-- DIRECTIONS --
The line containing "Objective — one point per instance of the straw" marks the start; please restate exactly that line and only the lines following it through the end of the material below.

-- DATA TO PROCESS --
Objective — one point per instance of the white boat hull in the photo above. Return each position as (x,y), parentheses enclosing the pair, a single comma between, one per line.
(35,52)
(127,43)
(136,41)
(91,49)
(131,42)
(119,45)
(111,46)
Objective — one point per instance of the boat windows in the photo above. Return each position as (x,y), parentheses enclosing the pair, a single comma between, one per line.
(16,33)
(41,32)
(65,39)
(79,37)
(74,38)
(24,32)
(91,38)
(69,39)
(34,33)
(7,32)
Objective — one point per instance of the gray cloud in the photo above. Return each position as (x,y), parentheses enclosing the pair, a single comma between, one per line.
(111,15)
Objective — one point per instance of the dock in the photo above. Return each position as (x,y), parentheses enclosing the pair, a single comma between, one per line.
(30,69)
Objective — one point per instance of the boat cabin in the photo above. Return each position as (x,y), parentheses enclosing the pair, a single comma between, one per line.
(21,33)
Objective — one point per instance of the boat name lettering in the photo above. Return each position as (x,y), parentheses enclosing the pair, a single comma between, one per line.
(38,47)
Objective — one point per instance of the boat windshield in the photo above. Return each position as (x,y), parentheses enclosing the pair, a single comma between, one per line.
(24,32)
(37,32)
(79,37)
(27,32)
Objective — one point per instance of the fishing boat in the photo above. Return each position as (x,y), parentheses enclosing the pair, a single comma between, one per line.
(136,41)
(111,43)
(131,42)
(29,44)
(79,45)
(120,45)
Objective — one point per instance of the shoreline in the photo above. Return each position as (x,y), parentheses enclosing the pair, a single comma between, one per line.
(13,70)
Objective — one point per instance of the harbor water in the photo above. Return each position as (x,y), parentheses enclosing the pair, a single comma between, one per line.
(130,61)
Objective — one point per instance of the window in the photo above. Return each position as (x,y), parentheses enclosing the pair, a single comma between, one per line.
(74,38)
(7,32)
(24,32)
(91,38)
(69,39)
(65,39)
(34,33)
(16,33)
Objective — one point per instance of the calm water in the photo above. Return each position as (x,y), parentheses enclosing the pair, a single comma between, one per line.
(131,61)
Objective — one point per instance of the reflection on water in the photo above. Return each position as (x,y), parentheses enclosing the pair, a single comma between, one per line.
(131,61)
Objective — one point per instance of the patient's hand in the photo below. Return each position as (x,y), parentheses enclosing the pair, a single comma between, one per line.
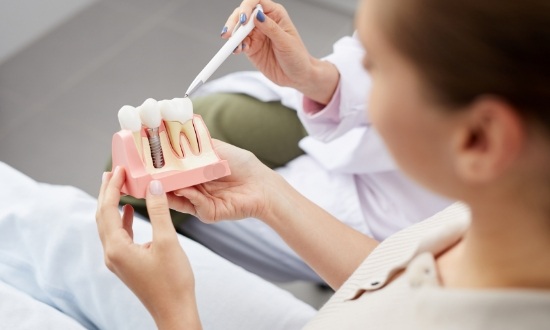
(158,272)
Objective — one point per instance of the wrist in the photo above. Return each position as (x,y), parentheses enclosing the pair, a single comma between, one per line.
(182,314)
(321,81)
(283,199)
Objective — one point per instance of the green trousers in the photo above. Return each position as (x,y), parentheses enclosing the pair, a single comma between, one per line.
(268,129)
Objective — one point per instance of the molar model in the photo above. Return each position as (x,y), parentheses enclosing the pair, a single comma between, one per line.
(164,141)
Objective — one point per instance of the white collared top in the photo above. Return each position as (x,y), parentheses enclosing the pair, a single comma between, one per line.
(415,299)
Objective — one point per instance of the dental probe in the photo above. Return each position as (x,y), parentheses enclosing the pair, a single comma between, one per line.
(239,33)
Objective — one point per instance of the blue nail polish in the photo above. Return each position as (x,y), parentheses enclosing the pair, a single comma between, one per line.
(260,16)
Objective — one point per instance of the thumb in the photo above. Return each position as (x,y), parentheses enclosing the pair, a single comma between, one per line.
(271,29)
(159,213)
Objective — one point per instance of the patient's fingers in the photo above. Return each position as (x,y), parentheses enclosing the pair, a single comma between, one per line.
(159,213)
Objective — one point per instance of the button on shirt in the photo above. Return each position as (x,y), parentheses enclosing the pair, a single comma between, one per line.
(397,287)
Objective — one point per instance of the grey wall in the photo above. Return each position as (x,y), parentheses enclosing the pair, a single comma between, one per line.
(24,21)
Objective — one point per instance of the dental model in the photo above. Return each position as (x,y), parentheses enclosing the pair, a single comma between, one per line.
(164,141)
(129,119)
(149,113)
(177,115)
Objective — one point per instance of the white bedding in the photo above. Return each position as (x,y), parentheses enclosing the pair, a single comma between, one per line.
(52,272)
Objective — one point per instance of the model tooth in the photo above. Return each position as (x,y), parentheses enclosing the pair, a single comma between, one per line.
(149,113)
(185,108)
(178,114)
(176,110)
(128,117)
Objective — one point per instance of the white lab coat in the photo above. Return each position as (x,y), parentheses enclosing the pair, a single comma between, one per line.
(347,170)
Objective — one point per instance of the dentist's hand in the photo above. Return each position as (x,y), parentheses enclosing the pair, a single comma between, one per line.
(248,192)
(276,49)
(158,272)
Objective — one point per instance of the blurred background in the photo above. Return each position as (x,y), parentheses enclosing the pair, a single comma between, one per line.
(67,66)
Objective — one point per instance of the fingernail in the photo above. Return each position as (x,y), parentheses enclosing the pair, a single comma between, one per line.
(155,187)
(260,16)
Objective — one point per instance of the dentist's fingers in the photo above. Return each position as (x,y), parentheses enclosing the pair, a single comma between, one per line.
(271,29)
(230,23)
(104,181)
(108,216)
(159,214)
(128,219)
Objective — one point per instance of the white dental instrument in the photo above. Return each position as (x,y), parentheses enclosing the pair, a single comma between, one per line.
(239,33)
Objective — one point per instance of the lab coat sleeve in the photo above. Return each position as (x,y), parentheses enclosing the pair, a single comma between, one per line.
(347,109)
(341,137)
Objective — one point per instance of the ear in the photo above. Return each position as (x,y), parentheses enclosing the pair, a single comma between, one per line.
(489,140)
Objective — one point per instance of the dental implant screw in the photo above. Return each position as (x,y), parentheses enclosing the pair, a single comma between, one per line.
(156,148)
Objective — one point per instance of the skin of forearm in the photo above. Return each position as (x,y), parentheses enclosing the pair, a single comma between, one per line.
(330,247)
(176,316)
(320,82)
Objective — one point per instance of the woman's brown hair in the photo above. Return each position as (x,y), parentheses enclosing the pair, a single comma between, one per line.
(468,48)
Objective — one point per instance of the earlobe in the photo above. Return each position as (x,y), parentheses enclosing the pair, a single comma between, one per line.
(489,141)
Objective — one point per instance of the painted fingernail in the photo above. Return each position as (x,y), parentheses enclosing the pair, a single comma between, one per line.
(260,16)
(155,187)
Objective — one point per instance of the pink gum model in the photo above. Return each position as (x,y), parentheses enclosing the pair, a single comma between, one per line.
(177,172)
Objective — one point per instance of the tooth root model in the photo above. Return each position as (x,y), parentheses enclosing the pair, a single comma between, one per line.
(129,119)
(178,114)
(178,150)
(150,115)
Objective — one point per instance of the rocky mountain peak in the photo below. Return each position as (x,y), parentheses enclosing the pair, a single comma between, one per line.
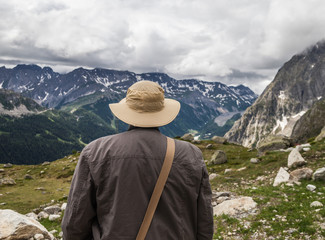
(299,83)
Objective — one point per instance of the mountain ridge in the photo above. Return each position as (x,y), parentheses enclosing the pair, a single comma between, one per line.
(299,83)
(201,101)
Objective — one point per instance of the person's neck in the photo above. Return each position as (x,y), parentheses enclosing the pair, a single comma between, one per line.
(134,127)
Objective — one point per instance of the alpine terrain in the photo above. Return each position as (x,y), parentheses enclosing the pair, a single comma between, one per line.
(297,86)
(94,89)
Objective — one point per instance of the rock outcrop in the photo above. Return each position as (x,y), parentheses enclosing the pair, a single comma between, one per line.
(301,174)
(294,90)
(295,159)
(282,177)
(14,226)
(319,174)
(274,142)
(239,207)
(311,123)
(218,157)
(219,140)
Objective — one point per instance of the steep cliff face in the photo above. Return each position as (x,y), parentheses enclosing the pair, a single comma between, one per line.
(310,124)
(295,88)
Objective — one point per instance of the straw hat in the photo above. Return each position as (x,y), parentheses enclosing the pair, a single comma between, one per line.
(146,106)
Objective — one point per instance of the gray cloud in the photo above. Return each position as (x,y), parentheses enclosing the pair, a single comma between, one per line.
(208,39)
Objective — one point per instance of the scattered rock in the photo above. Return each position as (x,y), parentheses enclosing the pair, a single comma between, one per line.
(282,177)
(274,142)
(302,146)
(42,215)
(32,215)
(255,160)
(321,136)
(8,165)
(54,217)
(212,176)
(295,159)
(188,137)
(52,209)
(209,146)
(319,174)
(64,206)
(219,140)
(38,236)
(54,231)
(28,177)
(17,226)
(302,173)
(239,207)
(241,169)
(222,199)
(311,187)
(218,157)
(7,181)
(316,204)
(228,170)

-- SOLUTION FOR THIS TASK --
Objective — one point per instance of the straw hat in the photo above. Return each position as (x,y), parentheses enclosing the pair, a single comma between, one per line.
(146,106)
Objective — one point per instance of the gray cloud in the photo above. Return each position as (x,y), parentheses enclosing the pair, a single comma between, one per line.
(208,39)
Objective — one point per instance of the scattered rock in the photo above. Return each position as (x,y), parentheses enclosing the pair, a single comma between, one per line.
(282,177)
(274,142)
(302,146)
(42,215)
(32,215)
(255,160)
(321,136)
(8,165)
(54,217)
(212,176)
(295,159)
(188,137)
(52,209)
(209,146)
(319,174)
(64,206)
(219,140)
(38,236)
(54,231)
(28,177)
(17,226)
(302,173)
(239,207)
(241,169)
(222,199)
(311,187)
(218,157)
(7,181)
(316,204)
(228,170)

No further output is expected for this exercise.